- _EXERCISE TASKS_
A - List every medication the account of living with PH names.
B - In the account of living with PH, reproduce the passage starting at "Five years later, I" and ending at "meet strict deadlines.", word for word.
C - Resume the account of living with PH from its last sentence and keep writing.

Five years later, I am still at the same company but instead of a sit down job as a customer service representative, I am in a highly active sales and market researcher position. I travel to numerous states a year, and I love going shopping on a weekly basis to look for new, hot, trendy products our company should research in. I pack product and attend trade shows multiple times a year and you can often find me running around the office trying to meet strict deadlines.

Nowadays, if I wear the right clothing, you can't see my PICC line that runs from my left arm to my pump in my left pocket. I still feel sluggish some days, and I still have every darn symptom that I had above. I still have a nice glow (which everyone tends to think I got sunburned, even in the dead of winter) and I still hate Lasix with a passion. I have learned to take it on the days that I don't have meetings, traveling, or shopping to do. The headaches and the flu like symptoms such as a stuffy nose, burning eyes, and post-nasal drip, all stopped once I stopped taking the Revatio. The shin pain, first-bite syndrome, and other Remodulin side effects come and go as they please (they often visit when I increase my dosage). I have tamed the side effects with the usage of Tramadol and Immodium AD. Overall, life seems good.

Now when people ask about my PICC, such as, "What is that for?", I explain that I have PH and I have it for my medications. Often people don't realize that it runs 24/7 until I explain how the drug works. I always tell them it is a lifestyle that I have just gotten used. Then they always say, "But you don't look sick, you look awesome, you just look normal". In someways that is a blessing and a curse. Sometimes people just don't understand that I am just too tired to do stuff. Sometimes people just don't understand that I don't feel well enough to even go to work in the morning. But I make it happen. I drag myself up, crawl my way into the office and make it happen. I think having my job and forcing myself to get up and go, having a commitment to meet and to be held accountable for something, has forced me to live a more "normal" life. It pushes me not to think about "why me?" but to think of ways of saving up my paycheck to go on my next excursion or even buying property. I don't just sit around and watch TV day after day. I work to earn my money, when I can easily go on disability. And I think this motivation to go to work, to be held accountable for something is what has actually made me healthier. I don't dwell on my illness but focus on other things that make me happy, like having a purpose in this world. I feel great and I believe I look physically better than I did 5 years ago. Even though I have PH, I believe all of my patience, reconditioning, and determination is what has gotten me to this point in my treatment and caused many to respond by saying, "But you don't look sick...".

- _STORED DATA_

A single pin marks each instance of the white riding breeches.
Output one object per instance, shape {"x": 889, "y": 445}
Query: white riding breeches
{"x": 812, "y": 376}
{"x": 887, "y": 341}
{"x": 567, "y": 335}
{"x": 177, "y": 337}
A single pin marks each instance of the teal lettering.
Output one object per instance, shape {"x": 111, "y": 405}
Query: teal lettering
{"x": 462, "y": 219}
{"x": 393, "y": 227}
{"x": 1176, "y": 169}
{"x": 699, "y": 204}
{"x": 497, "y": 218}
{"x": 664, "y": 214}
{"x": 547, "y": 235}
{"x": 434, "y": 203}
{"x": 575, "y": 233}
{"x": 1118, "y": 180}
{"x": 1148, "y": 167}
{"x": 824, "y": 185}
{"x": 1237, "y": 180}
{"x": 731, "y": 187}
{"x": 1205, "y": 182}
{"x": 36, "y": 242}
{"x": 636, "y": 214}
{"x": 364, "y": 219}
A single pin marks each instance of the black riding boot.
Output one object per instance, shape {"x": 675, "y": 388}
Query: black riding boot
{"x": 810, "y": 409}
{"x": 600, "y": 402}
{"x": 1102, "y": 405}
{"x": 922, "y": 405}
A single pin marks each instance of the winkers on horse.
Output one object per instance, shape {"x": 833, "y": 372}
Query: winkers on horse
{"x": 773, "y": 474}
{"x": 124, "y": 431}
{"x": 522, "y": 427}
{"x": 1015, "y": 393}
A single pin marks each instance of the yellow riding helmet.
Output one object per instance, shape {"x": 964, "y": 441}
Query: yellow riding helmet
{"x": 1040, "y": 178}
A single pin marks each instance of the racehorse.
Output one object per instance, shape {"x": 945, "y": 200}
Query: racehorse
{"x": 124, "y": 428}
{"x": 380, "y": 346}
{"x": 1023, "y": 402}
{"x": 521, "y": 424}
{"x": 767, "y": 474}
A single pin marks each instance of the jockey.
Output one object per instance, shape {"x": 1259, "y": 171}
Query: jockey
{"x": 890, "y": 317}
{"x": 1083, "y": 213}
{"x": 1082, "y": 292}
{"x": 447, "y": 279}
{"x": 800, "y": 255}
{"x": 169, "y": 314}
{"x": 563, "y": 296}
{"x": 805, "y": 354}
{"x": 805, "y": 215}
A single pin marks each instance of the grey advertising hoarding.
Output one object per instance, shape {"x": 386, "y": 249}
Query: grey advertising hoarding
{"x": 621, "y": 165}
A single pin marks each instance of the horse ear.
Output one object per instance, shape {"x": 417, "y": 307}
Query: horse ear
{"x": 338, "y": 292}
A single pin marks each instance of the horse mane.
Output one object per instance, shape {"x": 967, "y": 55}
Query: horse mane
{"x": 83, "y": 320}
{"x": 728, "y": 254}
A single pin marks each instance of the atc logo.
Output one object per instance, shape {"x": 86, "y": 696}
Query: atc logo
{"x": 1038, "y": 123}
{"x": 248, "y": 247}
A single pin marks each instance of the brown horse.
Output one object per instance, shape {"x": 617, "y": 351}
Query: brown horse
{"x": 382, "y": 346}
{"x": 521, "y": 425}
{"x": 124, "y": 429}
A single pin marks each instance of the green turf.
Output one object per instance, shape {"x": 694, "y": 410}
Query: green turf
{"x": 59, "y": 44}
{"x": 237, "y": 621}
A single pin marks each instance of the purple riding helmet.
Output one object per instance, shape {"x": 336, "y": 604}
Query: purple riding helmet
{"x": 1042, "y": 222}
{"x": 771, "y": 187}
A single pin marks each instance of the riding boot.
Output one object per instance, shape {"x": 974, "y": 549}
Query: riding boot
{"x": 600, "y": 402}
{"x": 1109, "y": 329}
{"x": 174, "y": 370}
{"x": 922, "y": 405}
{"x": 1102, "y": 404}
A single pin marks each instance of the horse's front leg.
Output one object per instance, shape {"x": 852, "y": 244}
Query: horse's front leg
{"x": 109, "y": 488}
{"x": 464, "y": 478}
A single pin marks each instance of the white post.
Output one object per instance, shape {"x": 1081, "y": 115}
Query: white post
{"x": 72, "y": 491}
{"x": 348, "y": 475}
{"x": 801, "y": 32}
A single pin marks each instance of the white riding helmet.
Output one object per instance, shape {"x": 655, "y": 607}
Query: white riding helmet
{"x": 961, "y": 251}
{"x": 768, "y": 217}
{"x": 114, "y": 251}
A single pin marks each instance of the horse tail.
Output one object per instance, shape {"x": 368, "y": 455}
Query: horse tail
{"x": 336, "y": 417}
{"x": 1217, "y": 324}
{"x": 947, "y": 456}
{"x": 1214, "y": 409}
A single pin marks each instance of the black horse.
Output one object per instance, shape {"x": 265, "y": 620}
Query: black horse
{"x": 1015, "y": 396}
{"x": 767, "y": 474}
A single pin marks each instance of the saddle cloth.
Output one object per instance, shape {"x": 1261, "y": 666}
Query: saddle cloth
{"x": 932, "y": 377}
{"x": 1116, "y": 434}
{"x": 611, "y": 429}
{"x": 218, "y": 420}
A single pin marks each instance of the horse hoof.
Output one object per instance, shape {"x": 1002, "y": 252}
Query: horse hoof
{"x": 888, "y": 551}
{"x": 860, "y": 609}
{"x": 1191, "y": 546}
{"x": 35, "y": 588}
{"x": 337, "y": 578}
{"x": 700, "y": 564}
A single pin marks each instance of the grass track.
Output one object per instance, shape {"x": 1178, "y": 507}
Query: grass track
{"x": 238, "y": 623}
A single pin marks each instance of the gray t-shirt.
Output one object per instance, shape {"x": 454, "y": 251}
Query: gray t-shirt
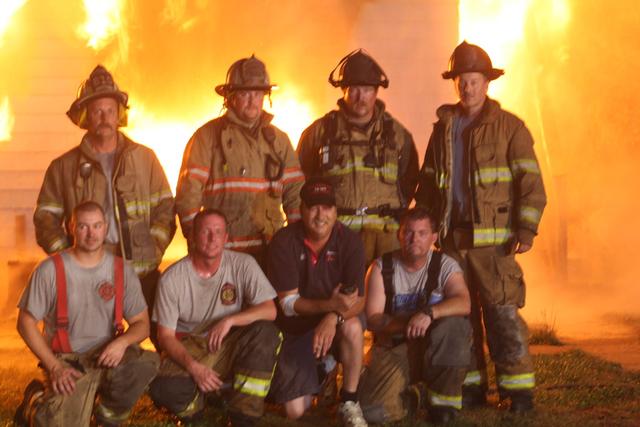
{"x": 410, "y": 285}
{"x": 185, "y": 301}
{"x": 90, "y": 300}
{"x": 107, "y": 161}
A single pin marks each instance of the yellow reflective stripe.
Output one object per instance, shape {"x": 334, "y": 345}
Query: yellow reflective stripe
{"x": 474, "y": 378}
{"x": 490, "y": 236}
{"x": 530, "y": 215}
{"x": 110, "y": 415}
{"x": 369, "y": 222}
{"x": 436, "y": 399}
{"x": 525, "y": 165}
{"x": 251, "y": 385}
{"x": 517, "y": 382}
{"x": 387, "y": 170}
{"x": 489, "y": 175}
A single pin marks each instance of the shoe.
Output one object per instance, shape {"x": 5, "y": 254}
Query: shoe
{"x": 473, "y": 396}
{"x": 442, "y": 414}
{"x": 521, "y": 402}
{"x": 34, "y": 390}
{"x": 351, "y": 414}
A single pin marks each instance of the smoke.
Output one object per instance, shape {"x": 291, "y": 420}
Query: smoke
{"x": 577, "y": 91}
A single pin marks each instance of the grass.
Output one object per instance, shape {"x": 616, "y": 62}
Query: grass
{"x": 573, "y": 389}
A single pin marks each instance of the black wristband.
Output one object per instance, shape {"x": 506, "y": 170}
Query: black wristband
{"x": 339, "y": 317}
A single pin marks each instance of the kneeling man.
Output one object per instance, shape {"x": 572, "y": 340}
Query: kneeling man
{"x": 317, "y": 268}
{"x": 214, "y": 310}
{"x": 416, "y": 307}
{"x": 82, "y": 295}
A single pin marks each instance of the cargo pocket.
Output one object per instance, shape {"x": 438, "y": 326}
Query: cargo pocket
{"x": 512, "y": 281}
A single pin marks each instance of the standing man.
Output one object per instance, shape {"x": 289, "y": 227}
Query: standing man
{"x": 481, "y": 178}
{"x": 214, "y": 311}
{"x": 125, "y": 178}
{"x": 317, "y": 268}
{"x": 82, "y": 295}
{"x": 242, "y": 165}
{"x": 367, "y": 154}
{"x": 417, "y": 303}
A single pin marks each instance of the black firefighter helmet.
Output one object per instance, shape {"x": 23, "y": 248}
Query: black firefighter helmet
{"x": 468, "y": 58}
{"x": 358, "y": 69}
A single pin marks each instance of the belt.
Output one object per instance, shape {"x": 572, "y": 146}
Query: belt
{"x": 382, "y": 210}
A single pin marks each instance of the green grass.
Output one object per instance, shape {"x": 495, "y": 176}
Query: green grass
{"x": 573, "y": 389}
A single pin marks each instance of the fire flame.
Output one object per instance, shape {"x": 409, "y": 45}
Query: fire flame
{"x": 105, "y": 19}
{"x": 6, "y": 120}
{"x": 8, "y": 9}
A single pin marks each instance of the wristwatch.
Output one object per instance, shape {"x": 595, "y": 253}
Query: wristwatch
{"x": 339, "y": 317}
{"x": 429, "y": 312}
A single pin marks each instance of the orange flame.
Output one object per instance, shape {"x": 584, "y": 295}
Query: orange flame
{"x": 8, "y": 9}
{"x": 6, "y": 120}
{"x": 105, "y": 19}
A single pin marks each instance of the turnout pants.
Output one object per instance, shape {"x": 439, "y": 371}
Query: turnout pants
{"x": 497, "y": 289}
{"x": 439, "y": 360}
{"x": 247, "y": 358}
{"x": 118, "y": 389}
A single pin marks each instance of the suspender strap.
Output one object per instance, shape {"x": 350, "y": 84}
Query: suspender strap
{"x": 60, "y": 342}
{"x": 433, "y": 273}
{"x": 118, "y": 278}
{"x": 387, "y": 279}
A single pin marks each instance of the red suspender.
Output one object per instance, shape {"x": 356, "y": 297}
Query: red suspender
{"x": 60, "y": 342}
{"x": 118, "y": 278}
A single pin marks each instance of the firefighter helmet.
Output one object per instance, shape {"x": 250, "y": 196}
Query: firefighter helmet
{"x": 248, "y": 74}
{"x": 467, "y": 58}
{"x": 358, "y": 68}
{"x": 100, "y": 84}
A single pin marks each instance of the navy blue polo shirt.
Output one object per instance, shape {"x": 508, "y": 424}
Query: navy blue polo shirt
{"x": 292, "y": 264}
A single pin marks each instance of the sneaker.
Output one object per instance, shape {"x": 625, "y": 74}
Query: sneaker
{"x": 34, "y": 390}
{"x": 351, "y": 414}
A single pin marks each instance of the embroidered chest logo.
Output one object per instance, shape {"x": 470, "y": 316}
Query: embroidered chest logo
{"x": 106, "y": 291}
{"x": 228, "y": 294}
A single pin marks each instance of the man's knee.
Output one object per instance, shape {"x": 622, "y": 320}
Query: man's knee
{"x": 351, "y": 330}
{"x": 450, "y": 342}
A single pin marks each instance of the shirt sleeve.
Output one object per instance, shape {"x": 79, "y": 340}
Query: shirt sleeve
{"x": 134, "y": 302}
{"x": 39, "y": 297}
{"x": 165, "y": 310}
{"x": 256, "y": 286}
{"x": 282, "y": 266}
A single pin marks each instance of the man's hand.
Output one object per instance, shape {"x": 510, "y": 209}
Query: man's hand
{"x": 418, "y": 325}
{"x": 205, "y": 378}
{"x": 63, "y": 379}
{"x": 217, "y": 334}
{"x": 343, "y": 302}
{"x": 324, "y": 334}
{"x": 112, "y": 353}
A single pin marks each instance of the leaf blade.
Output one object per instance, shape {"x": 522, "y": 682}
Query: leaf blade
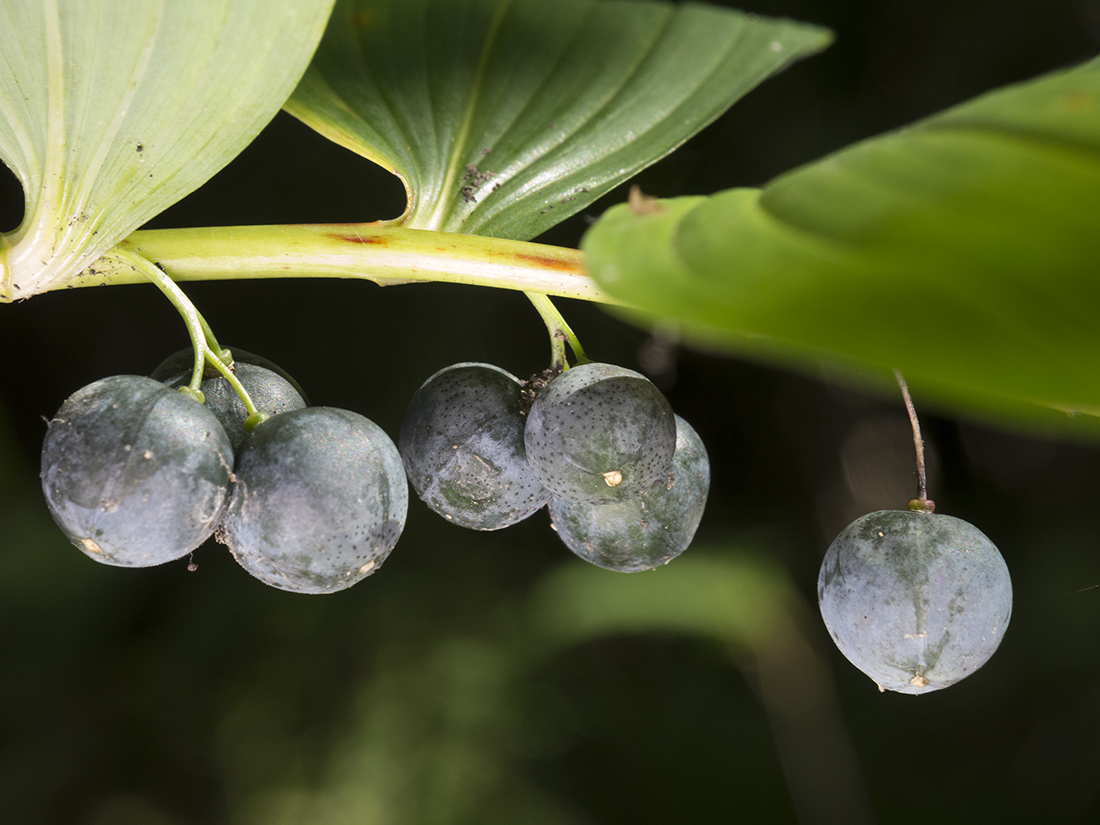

- _WRITTEN ANSWERS_
A - Lasix, Revatio, Remodulin, Tramadol, Immodium AD

B -
Five years later, I am still at the same company but instead of a sit down job as a customer service representative, I am in a highly active sales and market researcher position. I travel to numerous states a year, and I love going shopping on a weekly basis to look for new, hot, trendy products our company should research in. I pack product and attend trade shows multiple times a year and you can often find me running around the office trying to meet strict deadlines.

C -
Sunday, November 1, 2009

November 1st, 2009: Day One of PH Awareness Month

Pulmonary Hypertension Awareness month has finally arrived!! In my adventures of spreading the word of Pulmonary Hypertension through Facebook, Twitter, Myspace, Blogger, etc. I have met numerous PHers, caretakers of PHers, friends of PHers, parents of PHers, brothers and sisters of PHers, grandchildren of PHers, and even just supporters of pulmonary hypertension awareness. I am up to over 900 PH PHriends on Facebook and it has been truly inspiring to hear other's journeys with PH and how they still persevere today no matter what step of the journey they are in; newly diagnosed, early treatment, stable, treatment decline, pre-transplant, post-transplant.

Over the past year, we as a PH community have lost some close PHriends who's battle with PH has surely ended too soon. But we must keep them in our PHighting spirit and hearts, during this year's awareness month, as well as all of the rest of the months in the year, while we wait patiently for a cure to this disease that has touched all of us, one way or another.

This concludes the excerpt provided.